Task instructions:
Answer these questions from the text below on EDAC's new executive director.
(a) Whom did Bob Smith replace, and about how long had that person held the role?
(b) How did Smith say the job offer came to him?
(c) Which member companies does DAC give him a chance to meet?

Bob Smith has been appointed executive director of EDAC, following the retirement of Bob Gardner after nearly 20 years. Bob (Smith) was most recently the marketing and business development VP for Uniquify. However, he has been in the industry for a long time with stints at IKOS, Synopsys, LogicVision and Magma. He has even been to one more DAC than I have. So now he gets to sit on the iron throne of semiconductor design.
Yesterday I talked to him. The first thing I asked was why he took the job. He said that it came out of the blue. He has spent most of the last twenty years being involved with smaller companies trying to grow. But the more he thought about EDAC the more interesting the challenge seemed: not a single company but lots of companies with their own issues and agendas. He has now been in the job for just a few days so he is still in discovery mode finding out what EDAC has in motion already, and what the member companies want.
Of course one thing EDAC is heavily involved with is DAC, but that is just a few weeks away so it is like a 747 that is almost up to takeoff speed halfway down the runway. Don’t touch the controls. But it is a great opportunity for Bob to meet all the member companies that are not based in silicon valley since this is the one time each year when pretty much everyone is under one roof.

Entries supplied:
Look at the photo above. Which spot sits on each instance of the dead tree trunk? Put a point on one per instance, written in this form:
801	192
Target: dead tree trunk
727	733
==
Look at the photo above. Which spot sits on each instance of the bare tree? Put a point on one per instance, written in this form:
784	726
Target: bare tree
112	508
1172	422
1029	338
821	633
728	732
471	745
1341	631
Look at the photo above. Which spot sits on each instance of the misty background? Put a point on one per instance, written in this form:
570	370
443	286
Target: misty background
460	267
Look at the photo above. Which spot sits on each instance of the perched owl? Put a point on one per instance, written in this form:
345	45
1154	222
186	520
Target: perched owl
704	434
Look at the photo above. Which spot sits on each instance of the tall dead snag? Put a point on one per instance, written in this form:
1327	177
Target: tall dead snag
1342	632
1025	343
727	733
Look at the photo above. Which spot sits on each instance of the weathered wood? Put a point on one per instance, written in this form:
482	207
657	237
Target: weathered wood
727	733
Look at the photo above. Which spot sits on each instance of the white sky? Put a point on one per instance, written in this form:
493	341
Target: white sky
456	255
...
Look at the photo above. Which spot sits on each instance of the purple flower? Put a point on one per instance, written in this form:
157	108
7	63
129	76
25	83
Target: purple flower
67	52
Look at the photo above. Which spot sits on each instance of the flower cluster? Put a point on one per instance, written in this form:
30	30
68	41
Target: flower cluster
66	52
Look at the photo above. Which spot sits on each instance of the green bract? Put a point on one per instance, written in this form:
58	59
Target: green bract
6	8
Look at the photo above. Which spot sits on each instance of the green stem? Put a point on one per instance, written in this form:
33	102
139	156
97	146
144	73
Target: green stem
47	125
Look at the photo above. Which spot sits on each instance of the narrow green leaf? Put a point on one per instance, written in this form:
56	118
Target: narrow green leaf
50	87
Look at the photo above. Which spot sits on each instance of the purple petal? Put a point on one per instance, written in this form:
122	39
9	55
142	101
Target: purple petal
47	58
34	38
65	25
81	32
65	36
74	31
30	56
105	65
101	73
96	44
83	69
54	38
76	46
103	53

Worked solution:
(a) Bob Gardner, who retired after nearly 20 years.
(b) It came out of the blue.
(c) The member companies not based in Silicon Valley.